***** MATERIAL SHOWN

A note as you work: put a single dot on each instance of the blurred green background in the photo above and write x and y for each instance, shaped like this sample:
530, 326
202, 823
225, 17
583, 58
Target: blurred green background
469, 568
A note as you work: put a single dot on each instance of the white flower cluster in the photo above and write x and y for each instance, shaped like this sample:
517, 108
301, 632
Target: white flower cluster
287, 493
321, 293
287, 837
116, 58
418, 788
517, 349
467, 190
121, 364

**********
***** MATERIAL SHOWN

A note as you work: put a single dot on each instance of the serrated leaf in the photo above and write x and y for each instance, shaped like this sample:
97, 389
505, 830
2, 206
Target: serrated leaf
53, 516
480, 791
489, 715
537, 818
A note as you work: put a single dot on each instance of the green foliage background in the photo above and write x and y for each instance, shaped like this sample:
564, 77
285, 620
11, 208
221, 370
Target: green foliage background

**********

- **TASK DIRECTIONS**: Pick out and copy every line of the records above that contains the word "sample". Case counts.

- **COMPLETED TASK**:
A note as you work: put a single dot on each instance of the blurred green background in the photo above and write x and y for each instance, shaped like this sample:
A note as you work: put a single dot on each instance of the white flower cluster in the photo above and write x and y for each instance, shaped like this sample:
A note as you work: put a single dot on each instance of the serrated leaf in the photo above and write x and y for each instance, shaped like this sample:
A note as you work: put a single dot on each instance of the green foliage background in the photo above and write x and y for each instance, shaped like this sample:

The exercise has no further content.